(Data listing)
______

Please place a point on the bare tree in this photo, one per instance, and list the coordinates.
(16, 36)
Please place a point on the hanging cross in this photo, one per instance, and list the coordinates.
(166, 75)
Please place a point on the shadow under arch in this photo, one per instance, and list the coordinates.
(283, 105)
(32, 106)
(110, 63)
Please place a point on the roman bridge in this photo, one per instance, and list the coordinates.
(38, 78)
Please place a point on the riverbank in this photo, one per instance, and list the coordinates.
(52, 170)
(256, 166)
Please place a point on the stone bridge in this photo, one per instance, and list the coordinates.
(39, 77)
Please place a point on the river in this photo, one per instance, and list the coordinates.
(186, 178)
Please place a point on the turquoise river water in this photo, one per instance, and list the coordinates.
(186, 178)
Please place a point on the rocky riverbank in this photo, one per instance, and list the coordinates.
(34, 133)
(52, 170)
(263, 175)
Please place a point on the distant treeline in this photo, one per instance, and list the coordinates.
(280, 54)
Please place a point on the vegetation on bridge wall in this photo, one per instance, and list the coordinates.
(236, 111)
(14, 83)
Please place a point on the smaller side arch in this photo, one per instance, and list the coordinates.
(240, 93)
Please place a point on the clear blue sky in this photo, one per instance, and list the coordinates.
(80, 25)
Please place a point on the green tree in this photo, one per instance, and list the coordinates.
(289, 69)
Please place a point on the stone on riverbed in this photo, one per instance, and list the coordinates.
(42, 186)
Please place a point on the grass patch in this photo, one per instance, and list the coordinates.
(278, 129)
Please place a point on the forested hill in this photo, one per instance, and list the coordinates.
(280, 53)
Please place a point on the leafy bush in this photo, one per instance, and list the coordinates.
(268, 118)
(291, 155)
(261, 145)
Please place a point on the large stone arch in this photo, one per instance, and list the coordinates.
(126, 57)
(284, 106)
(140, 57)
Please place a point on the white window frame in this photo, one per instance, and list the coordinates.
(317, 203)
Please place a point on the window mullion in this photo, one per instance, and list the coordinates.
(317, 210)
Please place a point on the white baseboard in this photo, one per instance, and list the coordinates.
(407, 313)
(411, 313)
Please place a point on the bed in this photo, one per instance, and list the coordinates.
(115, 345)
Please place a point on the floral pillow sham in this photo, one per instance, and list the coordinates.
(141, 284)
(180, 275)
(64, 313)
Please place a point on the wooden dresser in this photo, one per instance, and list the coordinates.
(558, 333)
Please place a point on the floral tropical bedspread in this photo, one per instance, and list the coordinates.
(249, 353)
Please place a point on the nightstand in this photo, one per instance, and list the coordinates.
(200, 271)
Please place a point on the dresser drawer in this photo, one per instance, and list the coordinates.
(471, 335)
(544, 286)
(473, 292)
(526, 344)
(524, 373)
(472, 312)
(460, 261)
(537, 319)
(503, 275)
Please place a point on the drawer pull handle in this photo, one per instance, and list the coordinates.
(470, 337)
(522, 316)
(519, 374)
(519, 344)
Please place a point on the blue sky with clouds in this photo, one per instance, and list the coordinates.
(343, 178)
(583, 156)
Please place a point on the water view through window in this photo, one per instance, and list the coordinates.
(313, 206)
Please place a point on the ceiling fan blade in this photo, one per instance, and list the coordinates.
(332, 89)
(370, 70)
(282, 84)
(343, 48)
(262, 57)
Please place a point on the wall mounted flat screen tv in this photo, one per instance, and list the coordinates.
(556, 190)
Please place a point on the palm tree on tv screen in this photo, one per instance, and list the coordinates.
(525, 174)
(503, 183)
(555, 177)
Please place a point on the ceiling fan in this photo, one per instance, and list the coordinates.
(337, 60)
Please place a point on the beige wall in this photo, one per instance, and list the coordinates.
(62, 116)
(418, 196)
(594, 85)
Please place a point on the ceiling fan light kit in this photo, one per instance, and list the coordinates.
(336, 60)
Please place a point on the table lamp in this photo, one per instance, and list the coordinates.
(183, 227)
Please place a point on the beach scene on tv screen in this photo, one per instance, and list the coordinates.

______

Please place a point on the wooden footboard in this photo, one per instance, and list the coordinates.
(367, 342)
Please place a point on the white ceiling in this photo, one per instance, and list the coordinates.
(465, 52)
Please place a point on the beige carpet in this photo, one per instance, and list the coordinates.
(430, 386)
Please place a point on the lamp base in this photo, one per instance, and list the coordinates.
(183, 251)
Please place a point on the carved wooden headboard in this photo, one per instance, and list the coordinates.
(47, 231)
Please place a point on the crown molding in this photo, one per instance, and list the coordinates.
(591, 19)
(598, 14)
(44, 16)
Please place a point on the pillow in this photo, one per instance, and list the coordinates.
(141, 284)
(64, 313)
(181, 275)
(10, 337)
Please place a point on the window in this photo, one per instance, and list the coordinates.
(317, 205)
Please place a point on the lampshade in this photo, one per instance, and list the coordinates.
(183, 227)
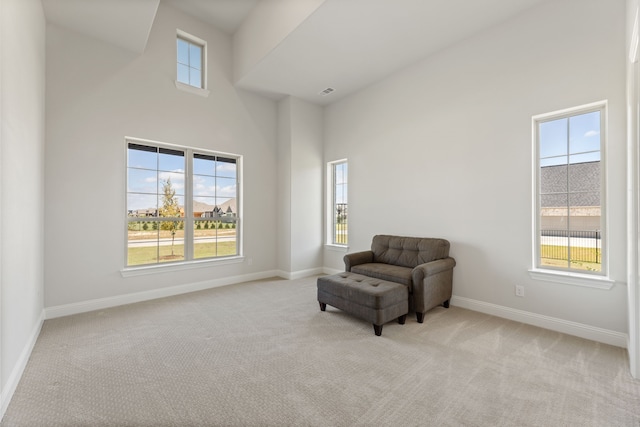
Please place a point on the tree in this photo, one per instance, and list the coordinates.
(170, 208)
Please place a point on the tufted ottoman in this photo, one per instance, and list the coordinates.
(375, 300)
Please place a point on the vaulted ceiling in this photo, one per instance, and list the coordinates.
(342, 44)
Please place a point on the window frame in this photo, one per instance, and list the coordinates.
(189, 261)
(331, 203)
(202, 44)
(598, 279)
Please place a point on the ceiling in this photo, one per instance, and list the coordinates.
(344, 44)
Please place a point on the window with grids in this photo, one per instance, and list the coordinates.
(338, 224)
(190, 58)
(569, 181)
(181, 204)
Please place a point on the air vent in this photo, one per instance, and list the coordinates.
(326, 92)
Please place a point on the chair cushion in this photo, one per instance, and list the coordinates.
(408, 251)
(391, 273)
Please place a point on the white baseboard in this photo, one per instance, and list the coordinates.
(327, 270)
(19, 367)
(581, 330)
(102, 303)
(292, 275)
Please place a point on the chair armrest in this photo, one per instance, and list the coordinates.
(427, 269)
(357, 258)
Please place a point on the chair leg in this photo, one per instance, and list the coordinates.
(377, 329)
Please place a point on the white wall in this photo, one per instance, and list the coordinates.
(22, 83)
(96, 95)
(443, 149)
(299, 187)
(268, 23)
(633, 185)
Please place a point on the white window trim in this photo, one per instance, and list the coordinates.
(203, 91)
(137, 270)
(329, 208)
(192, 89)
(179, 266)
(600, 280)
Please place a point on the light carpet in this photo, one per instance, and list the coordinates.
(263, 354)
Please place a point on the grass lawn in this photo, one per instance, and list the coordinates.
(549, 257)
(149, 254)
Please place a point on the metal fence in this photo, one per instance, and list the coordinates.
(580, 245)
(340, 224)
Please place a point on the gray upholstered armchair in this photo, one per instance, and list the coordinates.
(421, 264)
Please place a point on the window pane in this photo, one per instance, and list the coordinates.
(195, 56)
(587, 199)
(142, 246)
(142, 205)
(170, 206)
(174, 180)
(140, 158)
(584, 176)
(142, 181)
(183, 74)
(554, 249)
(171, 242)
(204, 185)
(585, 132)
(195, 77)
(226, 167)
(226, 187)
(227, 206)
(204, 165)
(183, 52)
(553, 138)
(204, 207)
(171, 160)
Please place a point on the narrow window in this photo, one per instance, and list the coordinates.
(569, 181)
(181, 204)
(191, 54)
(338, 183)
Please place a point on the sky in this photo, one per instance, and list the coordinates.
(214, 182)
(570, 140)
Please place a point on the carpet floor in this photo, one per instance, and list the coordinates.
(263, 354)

______

WHAT IS ASKED: Find every line in the material that contains the word "frame", matching case exactly, and copy those lines.

REPLY:
Please place a point on the white window frame in this photo, one per instance, and list the coordinates.
Please place a point on the window frame in this photo, one per instance, and list the coordinates.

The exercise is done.